**WHAT IS BEING ASKED**: Please collect every line below that contains the string "woman", matching case exactly.

[Items from a data source]
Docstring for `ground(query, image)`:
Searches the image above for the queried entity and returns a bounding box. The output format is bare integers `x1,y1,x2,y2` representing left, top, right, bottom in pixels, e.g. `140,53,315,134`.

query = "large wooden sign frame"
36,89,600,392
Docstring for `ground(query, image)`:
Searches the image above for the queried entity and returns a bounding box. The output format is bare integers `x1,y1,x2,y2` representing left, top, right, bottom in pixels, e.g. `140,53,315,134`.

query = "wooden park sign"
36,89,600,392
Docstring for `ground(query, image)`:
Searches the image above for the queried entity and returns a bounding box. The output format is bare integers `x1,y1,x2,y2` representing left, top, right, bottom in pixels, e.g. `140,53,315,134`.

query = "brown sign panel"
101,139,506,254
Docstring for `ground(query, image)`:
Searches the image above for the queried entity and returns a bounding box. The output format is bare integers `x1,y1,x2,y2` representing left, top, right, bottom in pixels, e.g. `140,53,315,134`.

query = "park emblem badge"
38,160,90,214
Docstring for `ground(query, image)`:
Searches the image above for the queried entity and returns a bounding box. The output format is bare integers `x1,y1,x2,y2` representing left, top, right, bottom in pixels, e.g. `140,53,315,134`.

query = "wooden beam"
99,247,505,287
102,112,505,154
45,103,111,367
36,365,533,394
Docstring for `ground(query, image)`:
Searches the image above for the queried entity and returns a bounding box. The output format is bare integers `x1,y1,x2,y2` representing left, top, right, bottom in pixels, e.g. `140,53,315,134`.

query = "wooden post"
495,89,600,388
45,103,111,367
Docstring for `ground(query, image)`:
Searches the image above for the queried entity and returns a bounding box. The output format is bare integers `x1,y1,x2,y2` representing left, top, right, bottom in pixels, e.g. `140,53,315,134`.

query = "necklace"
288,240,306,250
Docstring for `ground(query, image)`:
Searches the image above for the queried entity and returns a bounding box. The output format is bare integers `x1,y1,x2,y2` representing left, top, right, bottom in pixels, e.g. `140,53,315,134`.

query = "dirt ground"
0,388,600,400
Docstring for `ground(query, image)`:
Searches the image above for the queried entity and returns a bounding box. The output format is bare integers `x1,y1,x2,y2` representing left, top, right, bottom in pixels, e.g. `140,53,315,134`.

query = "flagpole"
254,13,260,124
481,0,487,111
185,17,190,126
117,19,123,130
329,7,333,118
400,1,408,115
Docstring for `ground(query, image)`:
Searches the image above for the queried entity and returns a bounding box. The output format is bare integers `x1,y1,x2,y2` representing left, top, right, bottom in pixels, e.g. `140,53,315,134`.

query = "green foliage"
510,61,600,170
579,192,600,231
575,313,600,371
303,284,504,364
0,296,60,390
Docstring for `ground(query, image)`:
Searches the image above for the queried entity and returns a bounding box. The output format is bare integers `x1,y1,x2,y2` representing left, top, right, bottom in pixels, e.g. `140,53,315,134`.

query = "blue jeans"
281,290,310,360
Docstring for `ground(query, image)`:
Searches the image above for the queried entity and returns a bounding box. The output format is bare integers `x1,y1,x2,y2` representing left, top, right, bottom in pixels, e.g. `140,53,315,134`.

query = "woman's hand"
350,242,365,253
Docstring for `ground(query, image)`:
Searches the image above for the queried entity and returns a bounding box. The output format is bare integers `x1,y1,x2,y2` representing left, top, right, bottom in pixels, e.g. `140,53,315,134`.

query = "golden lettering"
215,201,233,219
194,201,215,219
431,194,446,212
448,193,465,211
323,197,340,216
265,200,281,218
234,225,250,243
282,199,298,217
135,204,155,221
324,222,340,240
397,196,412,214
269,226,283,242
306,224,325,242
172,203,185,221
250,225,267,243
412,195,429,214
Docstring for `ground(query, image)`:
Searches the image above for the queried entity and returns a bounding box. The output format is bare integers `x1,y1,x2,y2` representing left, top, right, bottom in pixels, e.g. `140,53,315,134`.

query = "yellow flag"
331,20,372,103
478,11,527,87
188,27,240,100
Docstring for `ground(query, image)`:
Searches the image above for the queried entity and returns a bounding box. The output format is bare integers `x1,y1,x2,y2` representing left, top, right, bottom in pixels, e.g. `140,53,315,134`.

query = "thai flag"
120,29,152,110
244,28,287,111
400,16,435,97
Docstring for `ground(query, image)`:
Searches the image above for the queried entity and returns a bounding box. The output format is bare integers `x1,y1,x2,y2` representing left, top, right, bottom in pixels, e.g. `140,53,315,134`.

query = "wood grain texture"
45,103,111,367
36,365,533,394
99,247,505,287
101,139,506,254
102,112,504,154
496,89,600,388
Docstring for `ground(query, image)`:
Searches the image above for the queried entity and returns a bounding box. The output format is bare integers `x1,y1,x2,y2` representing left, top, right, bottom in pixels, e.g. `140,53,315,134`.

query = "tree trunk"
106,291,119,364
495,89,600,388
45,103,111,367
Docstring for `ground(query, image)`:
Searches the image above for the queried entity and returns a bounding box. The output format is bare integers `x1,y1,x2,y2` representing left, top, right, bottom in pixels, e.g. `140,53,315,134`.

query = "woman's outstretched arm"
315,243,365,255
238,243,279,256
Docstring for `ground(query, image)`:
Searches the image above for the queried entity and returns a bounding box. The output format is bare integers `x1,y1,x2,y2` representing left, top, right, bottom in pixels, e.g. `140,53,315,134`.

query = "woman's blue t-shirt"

**FULL ANSWER**:
query = "woman's hand"
query = "woman's outstretched arm"
query = "woman's blue t-shirt"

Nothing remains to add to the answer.